Bertahan Hidup dengan Batu
Manusia awalnya bertahan hidup dengan alat batu dalam waktu yang sangat lama.
BUKTI linguistik menunjukkan telah terjadi ekspansi secara lambat oleh kelompok penutur Austronesia dari Formosa ke Kepulauan Nusantara sekira 4.000 tahun yang lalu. Mereka telah bercocok tanam. Gaya hidup berburu dan mengumpulkan makanan pun secara berangsur terkikis.
Secara umum, kebiasaan lama itu tak pernah hilang sama sekali pada era berikutnya. Para petani juga masih berburu dan mengumpulkan makanan. Karenanya, dalam beberapa milenium terakhir, teknologi dan tata ekonomi yang berbeda dapat berlangsung bersamaan di situs yang berdekatan bagaikan mosaik.
Kata Peter Bellwood, dalam Prasejarah Kepulauan Indo-Malaysia, buktinya adalah Peralatan batu yang diserpih tetap digunakan di beberapa daerah oleh kelompok pemburu dan pengumpul makanan maupun mereka yang bercocok tanam hingga masa yang baru lalu.
“Tinggalan arkeologi yang berbeda harus dilihat secara sinkronis sebagai ciri budaya kawasan tertentu, tak harus ditafsirkan sebagai pencerminan tahap perkembangan teknologi dan ekonomi yang berurutan di seluruh wilayah kepulauan,” jelas dosen arkeologi di School of Archaeology and Anthropology Australian National University itu.
Baca juga:
Penggunaan alat batu yang terkesan masif dan sederhana sering dilekatkan dengan budaya Paleolitik. Di Indonesia salah satunya ditandai oleh temuan di Sungai Baksoka, Pacitan.
Ruly Fauzi, arkeolog Balai Arkeologi Palembang, menulis “Perkakas Paleolitik dari Das Ogan: Bukti Awal Kebudayaan di Wilayah Oku” dalam Gua Harimau dan Perjalanan Panjang Perdaban Oku. Katanya, alat-alat Paleolitik umumnya diperoleh melalui metode penyerpihan untuk membentuk tajaman pada kerakal sungai. Ada juga yang dengan melepaskan serpih berukuran besar dari sebuah batu inti.
"Di Kali Baksoka, yang kondang dengan sebutan alat Pacitanian misalnya, hampir seluruhnya (alat batu paleolitik -red) berada di hamparan sungai, bercampur dengan sisa fauna dari Stegodon sp, Elehas namadicus, gigi-gigi SImia, Echimosorex, Sumphalangus dan Hylobates," tulis Harry Widianto dalam Nafas Sangiran.
Pada 1983, Arkeolog R.P Soejono menyebutkan lewat “Temuan Baru Alat-Alat Paleolitik di Indonesia” dalam Pertemuan Arkeologi ke-III, bahwa pada masa Paleolitik di Nusantara ditandai dengan temuan yang dinamakan kapak perimbas. Ini menurutnya merupakan tipe dominan di kawasan ini. Ada pula alat jenis serpih bilah, serpih besar,dan kapak penetak. Pemakaian alat serpih kemudian menjadi lebih dominan pada masa berburu tingkat lanjut.
********************
# YANG HARUS DIKERJAKAN
1. Perbarui bagian dokumen sumber dengan mengganti "Formosa" menjadi "Taiwan". Mulailah dari kata-kata yang memuat "Bertahan Hidup dengan Batu", lalu berhenti setelah "secara berangsur terkikis.".
2. Sebutkan semua tokoh yang pendapat atau tulisannya dikutip dalam dokumen sumber.

# ENTRI DATA
********************
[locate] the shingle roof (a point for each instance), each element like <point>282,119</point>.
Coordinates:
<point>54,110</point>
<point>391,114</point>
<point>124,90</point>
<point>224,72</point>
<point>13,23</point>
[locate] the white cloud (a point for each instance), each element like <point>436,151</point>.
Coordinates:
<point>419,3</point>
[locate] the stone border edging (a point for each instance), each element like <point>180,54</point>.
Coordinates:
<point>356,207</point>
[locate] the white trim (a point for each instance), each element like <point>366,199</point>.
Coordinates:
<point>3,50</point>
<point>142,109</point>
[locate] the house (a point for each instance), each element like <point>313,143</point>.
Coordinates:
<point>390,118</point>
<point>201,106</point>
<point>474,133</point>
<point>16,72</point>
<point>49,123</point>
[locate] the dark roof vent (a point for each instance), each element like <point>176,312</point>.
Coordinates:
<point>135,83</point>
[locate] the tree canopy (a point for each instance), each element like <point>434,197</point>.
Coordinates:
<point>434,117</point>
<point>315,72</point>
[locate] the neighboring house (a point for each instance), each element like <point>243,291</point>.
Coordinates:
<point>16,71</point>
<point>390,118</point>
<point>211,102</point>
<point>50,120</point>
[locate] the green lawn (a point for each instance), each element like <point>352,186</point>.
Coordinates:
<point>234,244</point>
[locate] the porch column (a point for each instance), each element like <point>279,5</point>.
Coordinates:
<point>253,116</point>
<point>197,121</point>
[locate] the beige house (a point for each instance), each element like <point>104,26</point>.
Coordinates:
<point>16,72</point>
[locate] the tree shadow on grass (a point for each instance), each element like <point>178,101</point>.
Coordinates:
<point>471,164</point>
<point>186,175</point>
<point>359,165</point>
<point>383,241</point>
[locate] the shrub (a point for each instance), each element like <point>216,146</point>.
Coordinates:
********************
# HASIL TIAP TUGAS
1.
Bertahan Hidup dengan Batu
Manusia awalnya bertahan hidup dengan alat batu dalam waktu yang sangat lama.
BUKTI linguistik menunjukkan telah terjadi ekspansi secara lambat oleh kelompok penutur Austronesia dari Taiwan ke Kepulauan Nusantara sekira 4.000 tahun yang lalu. Mereka telah bercocok tanam. Gaya hidup berburu dan mengumpulkan makanan pun secara berangsur terkikis.

2. Peter Bellwood, Ruly Fauzi, Harry Widianto, R.P Soejono